## The problem
Output each line of the data word for word, from the first through the line that holds "box: [57, 621, 210, 754]", and leave off whatever follows.

━━━━━ Material to process ━━━━━

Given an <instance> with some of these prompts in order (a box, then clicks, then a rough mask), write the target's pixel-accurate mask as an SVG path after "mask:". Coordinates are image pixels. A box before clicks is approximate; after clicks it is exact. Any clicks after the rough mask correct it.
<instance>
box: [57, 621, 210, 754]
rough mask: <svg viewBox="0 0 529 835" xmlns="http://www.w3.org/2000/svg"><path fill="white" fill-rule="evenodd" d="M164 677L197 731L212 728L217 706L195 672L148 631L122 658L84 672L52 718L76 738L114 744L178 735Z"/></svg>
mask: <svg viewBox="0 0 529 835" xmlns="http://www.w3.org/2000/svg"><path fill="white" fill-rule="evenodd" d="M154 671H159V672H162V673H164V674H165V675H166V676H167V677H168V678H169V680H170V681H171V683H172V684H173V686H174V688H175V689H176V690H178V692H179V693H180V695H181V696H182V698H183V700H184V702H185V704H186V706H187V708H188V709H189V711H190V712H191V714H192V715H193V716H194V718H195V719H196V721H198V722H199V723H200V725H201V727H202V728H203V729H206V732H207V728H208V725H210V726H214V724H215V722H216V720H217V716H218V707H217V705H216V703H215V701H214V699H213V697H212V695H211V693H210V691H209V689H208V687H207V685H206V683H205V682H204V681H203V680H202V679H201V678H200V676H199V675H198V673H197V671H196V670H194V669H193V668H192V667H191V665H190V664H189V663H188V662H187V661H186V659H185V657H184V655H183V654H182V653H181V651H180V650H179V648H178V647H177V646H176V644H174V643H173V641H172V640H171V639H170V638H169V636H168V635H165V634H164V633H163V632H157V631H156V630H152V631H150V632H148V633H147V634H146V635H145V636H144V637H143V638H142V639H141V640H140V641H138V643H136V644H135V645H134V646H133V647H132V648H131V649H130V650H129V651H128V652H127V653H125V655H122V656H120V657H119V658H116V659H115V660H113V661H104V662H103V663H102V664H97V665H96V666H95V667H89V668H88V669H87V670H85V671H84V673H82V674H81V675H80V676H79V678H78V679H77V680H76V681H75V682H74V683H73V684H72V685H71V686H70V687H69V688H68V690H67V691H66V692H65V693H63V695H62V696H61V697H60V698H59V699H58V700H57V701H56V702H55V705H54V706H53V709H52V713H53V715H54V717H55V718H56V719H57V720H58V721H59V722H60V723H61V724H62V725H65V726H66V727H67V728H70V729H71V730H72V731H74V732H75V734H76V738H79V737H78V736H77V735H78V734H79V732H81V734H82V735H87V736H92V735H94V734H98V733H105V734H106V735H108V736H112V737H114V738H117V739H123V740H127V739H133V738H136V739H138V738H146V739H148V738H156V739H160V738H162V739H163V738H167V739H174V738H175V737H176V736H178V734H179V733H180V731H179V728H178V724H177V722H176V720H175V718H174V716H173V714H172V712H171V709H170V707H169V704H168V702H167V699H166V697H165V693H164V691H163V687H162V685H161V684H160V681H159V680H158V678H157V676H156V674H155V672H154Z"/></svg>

━━━━━

## Solution for this problem
Given an <instance> with some of these prompts in order (a box, then clicks, then a rough mask), write the target's pixel-accurate mask as an SVG path after "mask:". Coordinates are image pixels. A box before clicks is approximate; after clicks it is exact. Any clicks after the rough mask correct it.
<instance>
box: [57, 621, 210, 754]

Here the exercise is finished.